- [Exercise description] Please put the material below into a numbered list, starting with the line that contains "Every instance gets one point. Tag the sunlit" and going on through the end of the material, with blank lines left out.

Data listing

====

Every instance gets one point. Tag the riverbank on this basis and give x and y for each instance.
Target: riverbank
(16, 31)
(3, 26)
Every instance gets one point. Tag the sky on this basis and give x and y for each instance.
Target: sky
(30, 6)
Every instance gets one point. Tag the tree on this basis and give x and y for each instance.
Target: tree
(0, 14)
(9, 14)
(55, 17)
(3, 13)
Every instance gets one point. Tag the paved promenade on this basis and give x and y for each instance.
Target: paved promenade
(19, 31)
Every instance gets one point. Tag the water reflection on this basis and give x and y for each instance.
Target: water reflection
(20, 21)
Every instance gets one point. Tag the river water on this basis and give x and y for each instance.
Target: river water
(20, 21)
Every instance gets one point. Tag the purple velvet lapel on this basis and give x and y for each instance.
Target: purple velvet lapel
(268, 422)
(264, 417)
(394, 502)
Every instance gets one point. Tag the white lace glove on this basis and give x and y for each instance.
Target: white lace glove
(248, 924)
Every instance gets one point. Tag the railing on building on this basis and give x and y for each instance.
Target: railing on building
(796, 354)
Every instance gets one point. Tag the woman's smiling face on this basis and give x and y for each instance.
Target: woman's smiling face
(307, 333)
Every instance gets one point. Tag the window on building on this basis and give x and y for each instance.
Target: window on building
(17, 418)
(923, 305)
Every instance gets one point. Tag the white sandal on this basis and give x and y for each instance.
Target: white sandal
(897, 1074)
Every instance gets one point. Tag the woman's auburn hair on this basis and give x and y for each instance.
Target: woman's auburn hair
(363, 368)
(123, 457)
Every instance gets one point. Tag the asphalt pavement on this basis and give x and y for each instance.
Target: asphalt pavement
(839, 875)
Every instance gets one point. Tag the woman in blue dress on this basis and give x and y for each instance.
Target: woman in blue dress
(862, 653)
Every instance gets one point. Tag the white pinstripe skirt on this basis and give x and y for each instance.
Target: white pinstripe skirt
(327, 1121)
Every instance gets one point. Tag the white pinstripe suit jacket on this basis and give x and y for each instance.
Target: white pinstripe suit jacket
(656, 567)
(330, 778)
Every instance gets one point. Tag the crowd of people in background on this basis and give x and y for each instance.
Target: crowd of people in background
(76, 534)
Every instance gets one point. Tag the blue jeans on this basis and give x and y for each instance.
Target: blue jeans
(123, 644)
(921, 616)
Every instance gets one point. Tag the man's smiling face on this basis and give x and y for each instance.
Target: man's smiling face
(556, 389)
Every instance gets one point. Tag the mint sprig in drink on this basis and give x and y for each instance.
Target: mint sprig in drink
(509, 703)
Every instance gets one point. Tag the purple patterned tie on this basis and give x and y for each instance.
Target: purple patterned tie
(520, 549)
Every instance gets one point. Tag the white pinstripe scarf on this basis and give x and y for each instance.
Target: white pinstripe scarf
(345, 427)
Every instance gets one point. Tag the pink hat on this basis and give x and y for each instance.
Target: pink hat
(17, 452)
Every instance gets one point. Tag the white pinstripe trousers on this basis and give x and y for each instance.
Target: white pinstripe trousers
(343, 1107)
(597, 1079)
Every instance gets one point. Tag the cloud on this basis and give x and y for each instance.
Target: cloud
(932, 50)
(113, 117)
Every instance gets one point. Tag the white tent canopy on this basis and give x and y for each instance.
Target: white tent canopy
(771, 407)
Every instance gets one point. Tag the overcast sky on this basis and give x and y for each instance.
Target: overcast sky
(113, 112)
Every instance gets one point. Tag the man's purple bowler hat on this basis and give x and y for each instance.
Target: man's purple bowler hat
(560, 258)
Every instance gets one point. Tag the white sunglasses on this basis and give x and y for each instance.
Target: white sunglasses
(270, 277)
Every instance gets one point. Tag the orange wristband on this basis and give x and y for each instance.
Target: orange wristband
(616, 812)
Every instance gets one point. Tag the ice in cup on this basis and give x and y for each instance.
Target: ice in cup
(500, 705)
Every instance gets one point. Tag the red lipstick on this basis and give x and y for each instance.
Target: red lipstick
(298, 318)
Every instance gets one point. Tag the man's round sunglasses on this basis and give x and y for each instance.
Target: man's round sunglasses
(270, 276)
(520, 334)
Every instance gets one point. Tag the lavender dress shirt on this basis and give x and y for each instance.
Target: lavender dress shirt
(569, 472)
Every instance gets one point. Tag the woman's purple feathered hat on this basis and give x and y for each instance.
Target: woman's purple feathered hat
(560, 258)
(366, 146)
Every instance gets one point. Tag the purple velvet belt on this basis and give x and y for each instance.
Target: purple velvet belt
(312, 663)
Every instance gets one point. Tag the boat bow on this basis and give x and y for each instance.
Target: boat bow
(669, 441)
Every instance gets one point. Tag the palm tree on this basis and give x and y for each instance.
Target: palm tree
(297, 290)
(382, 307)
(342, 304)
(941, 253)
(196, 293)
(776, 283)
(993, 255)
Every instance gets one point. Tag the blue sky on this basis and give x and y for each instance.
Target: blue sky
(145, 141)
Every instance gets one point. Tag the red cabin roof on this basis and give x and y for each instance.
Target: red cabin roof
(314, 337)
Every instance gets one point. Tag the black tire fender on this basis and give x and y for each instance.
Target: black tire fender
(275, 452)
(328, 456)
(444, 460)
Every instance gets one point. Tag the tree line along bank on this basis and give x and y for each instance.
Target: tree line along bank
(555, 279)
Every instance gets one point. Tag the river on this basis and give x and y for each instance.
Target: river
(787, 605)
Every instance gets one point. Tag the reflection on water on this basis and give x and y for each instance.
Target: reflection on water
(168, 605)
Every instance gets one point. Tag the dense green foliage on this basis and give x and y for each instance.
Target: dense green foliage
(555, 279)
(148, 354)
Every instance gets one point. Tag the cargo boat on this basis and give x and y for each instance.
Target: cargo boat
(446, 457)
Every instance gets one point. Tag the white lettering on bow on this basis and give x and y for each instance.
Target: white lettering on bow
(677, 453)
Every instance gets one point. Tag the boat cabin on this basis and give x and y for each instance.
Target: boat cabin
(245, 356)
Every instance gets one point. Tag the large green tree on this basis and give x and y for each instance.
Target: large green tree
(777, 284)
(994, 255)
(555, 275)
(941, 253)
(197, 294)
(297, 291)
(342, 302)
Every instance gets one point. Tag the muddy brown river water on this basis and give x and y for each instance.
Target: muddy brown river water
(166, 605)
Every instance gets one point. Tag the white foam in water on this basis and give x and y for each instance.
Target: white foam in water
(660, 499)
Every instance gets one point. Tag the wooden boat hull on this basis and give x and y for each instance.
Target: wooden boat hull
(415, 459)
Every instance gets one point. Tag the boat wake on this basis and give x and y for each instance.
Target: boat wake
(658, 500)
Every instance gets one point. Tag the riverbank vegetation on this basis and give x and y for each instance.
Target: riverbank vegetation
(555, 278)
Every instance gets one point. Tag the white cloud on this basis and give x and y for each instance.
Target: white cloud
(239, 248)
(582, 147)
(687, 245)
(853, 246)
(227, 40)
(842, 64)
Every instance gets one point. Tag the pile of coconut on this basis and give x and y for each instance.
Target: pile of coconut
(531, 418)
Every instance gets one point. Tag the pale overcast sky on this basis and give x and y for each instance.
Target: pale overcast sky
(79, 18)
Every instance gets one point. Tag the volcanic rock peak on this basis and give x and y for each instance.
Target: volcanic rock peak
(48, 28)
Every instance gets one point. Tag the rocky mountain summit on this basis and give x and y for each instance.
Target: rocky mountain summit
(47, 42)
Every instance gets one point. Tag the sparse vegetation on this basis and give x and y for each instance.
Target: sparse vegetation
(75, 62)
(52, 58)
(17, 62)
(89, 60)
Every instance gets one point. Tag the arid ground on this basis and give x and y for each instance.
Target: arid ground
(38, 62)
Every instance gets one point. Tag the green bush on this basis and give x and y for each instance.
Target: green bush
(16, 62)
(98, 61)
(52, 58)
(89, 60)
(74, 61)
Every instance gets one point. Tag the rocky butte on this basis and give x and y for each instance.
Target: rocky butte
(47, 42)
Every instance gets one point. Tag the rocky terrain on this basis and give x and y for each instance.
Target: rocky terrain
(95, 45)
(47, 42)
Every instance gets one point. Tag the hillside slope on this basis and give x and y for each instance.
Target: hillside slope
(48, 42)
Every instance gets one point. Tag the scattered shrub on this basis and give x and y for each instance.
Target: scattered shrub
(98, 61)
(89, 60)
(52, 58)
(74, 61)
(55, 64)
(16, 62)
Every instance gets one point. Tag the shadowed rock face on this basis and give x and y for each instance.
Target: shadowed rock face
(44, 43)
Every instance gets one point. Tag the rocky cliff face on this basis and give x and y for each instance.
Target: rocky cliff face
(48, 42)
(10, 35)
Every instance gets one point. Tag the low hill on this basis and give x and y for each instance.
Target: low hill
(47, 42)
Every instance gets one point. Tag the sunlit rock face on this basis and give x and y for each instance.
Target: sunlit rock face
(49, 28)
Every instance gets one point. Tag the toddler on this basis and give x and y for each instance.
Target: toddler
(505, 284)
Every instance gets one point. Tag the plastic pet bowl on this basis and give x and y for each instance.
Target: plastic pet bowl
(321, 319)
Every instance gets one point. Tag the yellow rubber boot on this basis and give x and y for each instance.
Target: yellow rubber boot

====

- [Reply]
1. Every instance gets one point. Tag the sunlit rock face on this basis and give x and y for each instance.
2. Target: sunlit rock face
3. (49, 28)
4. Every instance gets one point. Tag the toddler on this basis and give x and y for each instance.
5. Target: toddler
6. (505, 284)
7. Every instance gets one point. Tag the plastic pet bowl on this basis and give x and y for each instance.
8. Target: plastic pet bowl
9. (321, 319)
10. Every instance gets one point. Tag the yellow rubber boot on this basis and give x and y for each instance.
11. Target: yellow rubber boot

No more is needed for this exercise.